Goal of the exercise: Would you retype every entry that follows without altering a word?

Records for processing:

#####

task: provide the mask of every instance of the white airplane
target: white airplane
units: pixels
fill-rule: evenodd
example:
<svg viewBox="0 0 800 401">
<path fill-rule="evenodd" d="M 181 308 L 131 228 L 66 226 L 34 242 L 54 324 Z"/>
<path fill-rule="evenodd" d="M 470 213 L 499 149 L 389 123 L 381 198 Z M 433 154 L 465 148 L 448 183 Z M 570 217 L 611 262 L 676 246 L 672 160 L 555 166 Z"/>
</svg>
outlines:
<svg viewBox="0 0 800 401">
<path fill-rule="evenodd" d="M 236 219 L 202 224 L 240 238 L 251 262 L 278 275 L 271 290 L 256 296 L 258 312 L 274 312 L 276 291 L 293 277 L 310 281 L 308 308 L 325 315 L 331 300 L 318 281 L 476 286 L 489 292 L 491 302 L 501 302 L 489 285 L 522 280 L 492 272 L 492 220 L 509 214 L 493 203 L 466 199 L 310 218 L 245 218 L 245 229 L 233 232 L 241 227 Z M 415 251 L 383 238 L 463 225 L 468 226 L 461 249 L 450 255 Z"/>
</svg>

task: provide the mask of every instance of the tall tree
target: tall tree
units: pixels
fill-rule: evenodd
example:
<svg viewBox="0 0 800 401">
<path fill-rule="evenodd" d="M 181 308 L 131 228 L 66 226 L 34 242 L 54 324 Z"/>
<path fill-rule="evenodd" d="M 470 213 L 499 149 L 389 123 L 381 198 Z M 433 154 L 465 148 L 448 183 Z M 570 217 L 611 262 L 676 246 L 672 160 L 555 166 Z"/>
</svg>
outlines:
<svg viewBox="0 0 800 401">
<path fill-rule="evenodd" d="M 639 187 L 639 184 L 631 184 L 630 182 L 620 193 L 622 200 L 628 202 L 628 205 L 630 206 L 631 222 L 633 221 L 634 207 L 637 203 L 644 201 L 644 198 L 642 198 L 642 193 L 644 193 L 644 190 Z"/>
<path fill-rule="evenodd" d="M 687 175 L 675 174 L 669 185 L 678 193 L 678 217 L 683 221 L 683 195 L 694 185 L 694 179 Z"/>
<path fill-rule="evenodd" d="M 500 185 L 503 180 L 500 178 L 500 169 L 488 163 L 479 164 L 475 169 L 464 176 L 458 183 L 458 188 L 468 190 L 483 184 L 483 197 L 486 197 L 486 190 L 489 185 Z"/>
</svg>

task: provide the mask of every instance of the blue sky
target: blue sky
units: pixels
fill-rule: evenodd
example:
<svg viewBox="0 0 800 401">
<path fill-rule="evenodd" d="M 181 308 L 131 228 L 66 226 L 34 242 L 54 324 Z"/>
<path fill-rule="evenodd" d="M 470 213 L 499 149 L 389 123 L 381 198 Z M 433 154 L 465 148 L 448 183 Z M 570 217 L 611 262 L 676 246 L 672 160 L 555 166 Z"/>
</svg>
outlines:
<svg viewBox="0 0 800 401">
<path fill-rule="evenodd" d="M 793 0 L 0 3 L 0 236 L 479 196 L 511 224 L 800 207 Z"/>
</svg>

#####

Output for this exercise:
task: provide the mask of every instance of the white airplane
target: white airplane
units: pixels
fill-rule: evenodd
example:
<svg viewBox="0 0 800 401">
<path fill-rule="evenodd" d="M 181 308 L 131 228 L 66 226 L 34 242 L 54 324 Z"/>
<path fill-rule="evenodd" d="M 470 213 L 499 149 L 389 123 L 381 198 Z M 433 154 L 465 148 L 448 183 Z M 570 217 L 611 262 L 676 246 L 672 160 L 555 166 Z"/>
</svg>
outlines:
<svg viewBox="0 0 800 401">
<path fill-rule="evenodd" d="M 236 219 L 202 224 L 240 238 L 251 262 L 278 275 L 271 290 L 256 296 L 258 312 L 274 312 L 276 291 L 293 277 L 310 281 L 308 308 L 325 315 L 331 300 L 318 281 L 476 286 L 489 292 L 491 302 L 501 302 L 489 285 L 522 280 L 492 272 L 492 220 L 509 214 L 493 203 L 466 199 L 310 218 L 245 218 L 245 229 L 233 232 L 241 227 Z M 415 251 L 383 238 L 463 225 L 468 226 L 461 249 L 450 255 Z"/>
</svg>

task: provide the mask of every instance of the tall tree
target: tall tree
units: pixels
fill-rule: evenodd
example:
<svg viewBox="0 0 800 401">
<path fill-rule="evenodd" d="M 181 308 L 131 228 L 66 226 L 34 242 L 54 324 Z"/>
<path fill-rule="evenodd" d="M 470 213 L 499 149 L 389 123 L 381 198 Z M 433 154 L 465 148 L 448 183 Z M 570 217 L 611 262 L 676 246 L 672 160 L 555 166 Z"/>
</svg>
outlines:
<svg viewBox="0 0 800 401">
<path fill-rule="evenodd" d="M 639 187 L 639 184 L 631 184 L 630 182 L 620 193 L 622 200 L 628 202 L 628 205 L 630 206 L 631 222 L 633 221 L 634 207 L 637 203 L 644 201 L 644 198 L 642 198 L 642 193 L 644 193 L 644 190 Z"/>
<path fill-rule="evenodd" d="M 687 175 L 675 174 L 669 185 L 678 193 L 678 217 L 683 221 L 683 195 L 694 185 L 694 179 Z"/>
<path fill-rule="evenodd" d="M 500 185 L 503 180 L 500 178 L 500 169 L 488 163 L 479 164 L 475 169 L 464 176 L 458 183 L 458 188 L 468 190 L 483 184 L 483 197 L 486 197 L 486 190 L 489 185 Z"/>
</svg>

task: provide the mask of every instance of the blue sky
target: blue sky
units: pixels
fill-rule: evenodd
example:
<svg viewBox="0 0 800 401">
<path fill-rule="evenodd" d="M 181 308 L 131 228 L 66 226 L 34 242 L 54 324 Z"/>
<path fill-rule="evenodd" d="M 470 213 L 499 149 L 389 123 L 381 198 Z M 433 154 L 465 148 L 448 183 Z M 570 217 L 611 262 L 676 246 L 672 160 L 555 166 Z"/>
</svg>
outlines:
<svg viewBox="0 0 800 401">
<path fill-rule="evenodd" d="M 793 0 L 0 3 L 0 236 L 479 196 L 511 224 L 800 207 Z"/>
</svg>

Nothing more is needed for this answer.